Trecho da página:
Agora, eu estou convencido de que, considerando o fracasso dos atuais modelos de desenvolvimento, nós devemos pensar em como elaborar um novo projeto para a sociedade, fundamentado precisamente no conceito de humanitude.


O grande encontro internacional das ciências humanas, a primeira Conferência Mundial de Humanidades (World Humanities Conference – WHC), que será realizada em Liège, na Bélgica, de 6 a 12 de agosto de 2017, oferece uma oportunidade de se aprofundar nesse conceito.



Um evento sem precedentes

Liège, chamada de “Cidade Ardente”, tanto em espírito quanto em engenhosidade, é uma cidade multicultural no coração da Europa, e abrigará um evento sem precedentes apoiado pelo rei da Bélgica.


Então, por que uma Conferência Mundial de Humanidades?


A ideia me ocorreu em 2009, durante meu primeiro mandato como presidente do Conselho Internacional de Filosofia e Ciências Humanas (International Council for Philosophy and Human Sciences – CIPSH), uma organização não governamental criada sob os auspícios da UNESCO em 1949.


A Conferência foi resultado de três observações. Após episódios recorrentes de instabilidade relacionados à globalização financeira, a crise de 2008-2009, mais do que apenas financeira ou econômica, tornou-se, de fato, “total”. Era uma crise da sociedade, o que, de certa forma, confirmou a falência do modelo de desenvolvimento dominante, neoliberal e ocidental, levando a uma verdadeira perda de significado.


Minha segunda observação foi a progressiva marginalização das ciências humanas no mundo. Como se pode aceitar que, testemunhando uma situação como essa, que deveria provocar alguma reação, os que têm a responsabilidade de nos explicar a complexidade das transformações sociais permanecem paralisados, impossibilitados de se mover?


Terceiro, eu observei a falta de envolvimento, senão a total ausência, ou repúdio, por parte de estudiosos das ciências humanas de fora da Europa e do “Ocidente” na produção intelectual e na cooperação mundial. A situação se agravou com os riscos de desaparecimento de conhecimentos tradicionais e da metade das línguas do mundo – o que agora se chama de epistemicídio e linguicídio.


É por isso que, em 2009, pareceu-me não somente óbvio, mas também imprescindível, propor que a UNESCO organizasse uma Conferência Mundial de Humanidades. Como primeira tentativa nesse sentido, seu objetivo seria iniciar o processo de reabilitação das ciências humanas no mundo.



Uma ansiedade insuportável

A questão central a ser discutida na Conferência é o papel das ciências humanas em um século XXI caracterizado pela diversidade cultural, pelo fracasso de várias formas de pensamento único, e pela necessidade de se reintroduzir considerações de médio e longo prazo nos pensamentos do dia a dia. 


Este é um século marcado por mudanças mundiais, migração crescente e tensões sociais e econômicas – cuja resolução depende, em grande medida, de habilidades interculturais, da compreensão da unidade humana em toda a sua diversidade. Ela também se apoia na necessidade de reforçar as relações das ciências entre as disciplinas e com as artes e tecnologias.

Dados de origem:
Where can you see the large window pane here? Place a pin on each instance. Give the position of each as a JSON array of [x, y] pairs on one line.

O que produzir: Copie o trecho sobre a Conferência Mundial de Humanidades de "É por isso que, em" até "reabilitação das ciências humanas no mundo.", inclusive, trocando "imprescindível" por "indispensável".

Resposta ao exercício:
É por isso que, em 2009, pareceu-me não somente óbvio, mas também indispensável, propor que a UNESCO organizasse uma Conferência Mundial de Humanidades. Como primeira tentativa nesse sentido, seu objetivo seria iniciar o processo de reabilitação das ciências humanas no mundo.